Die EU plant mit ihrer 2020 veröffentlichten „Chemikalienstrategie für Nachhaltigkeit“ zahlreiche Maßnahmen zum Gesundheits- und Umweltschutz. Daraus ergeben sich weitreichende Folgen für das europäische Chemikalienrecht und damit auch für die Klebtechnik. „Im Rahmen dieser Chemikalienstrategie würde sich der mögliche Paradigmenwechsel, d.h. der Wechsel von einer bisherigen risikobasierten Bewertung von Chemikalien und Gefahrstoffen (Gefahrstoffdefinition nach europäischer CLP-Verordnung) zu einem zukünftig gefahrenbasierten Ansatz vollziehen“, so Professor Dr. Andreas Groß, Abteilungsleiter Weiterbildung und Technologietransfer am Fraunhofer IFAM. Damit entstünde für die Klebtechnik ein essenzielles Problem.

**********

◆ ZIEL
Gib aus dem Textauszug zur EU-Chemikalienstrategie den Abschnitt von „Die EU plant“ bis einschließlich „ein essenzielles Problem.“ unverändert aus. Stütze dich allein auf den Textauszug.

Daten zur Objekterkennung:
**********

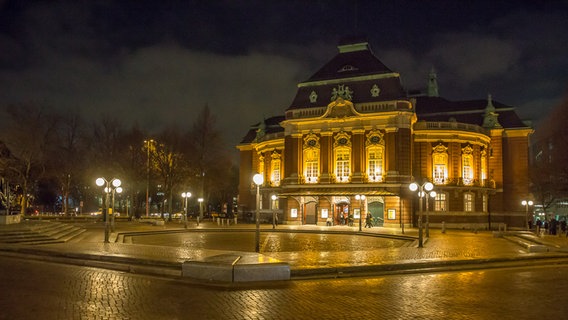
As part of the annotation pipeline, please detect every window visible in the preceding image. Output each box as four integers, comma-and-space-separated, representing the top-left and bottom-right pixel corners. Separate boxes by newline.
463, 192, 474, 212
335, 148, 351, 182
304, 133, 320, 183
432, 143, 448, 184
481, 150, 487, 183
434, 192, 448, 211
304, 149, 319, 183
270, 154, 281, 186
367, 147, 383, 182
365, 130, 385, 182
462, 146, 473, 185
462, 154, 473, 185
258, 155, 264, 176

**********

◆ SCHRIFTLICHE LÖSUNG
Die EU plant mit ihrer 2020 veröffentlichten „Chemikalienstrategie für Nachhaltigkeit“ zahlreiche Maßnahmen zum Gesundheits- und Umweltschutz. Daraus ergeben sich weitreichende Folgen für das europäische Chemikalienrecht und damit auch für die Klebtechnik. „Im Rahmen dieser Chemikalienstrategie würde sich der mögliche Paradigmenwechsel, d.h. der Wechsel von einer bisherigen risikobasierten Bewertung von Chemikalien und Gefahrstoffen (Gefahrstoffdefinition nach europäischer CLP-Verordnung) zu einem zukünftig gefahrenbasierten Ansatz vollziehen“, so Professor Dr. Andreas Groß, Abteilungsleiter Weiterbildung und Technologietransfer am Fraunhofer IFAM. Damit entstünde für die Klebtechnik ein essenzielles Problem.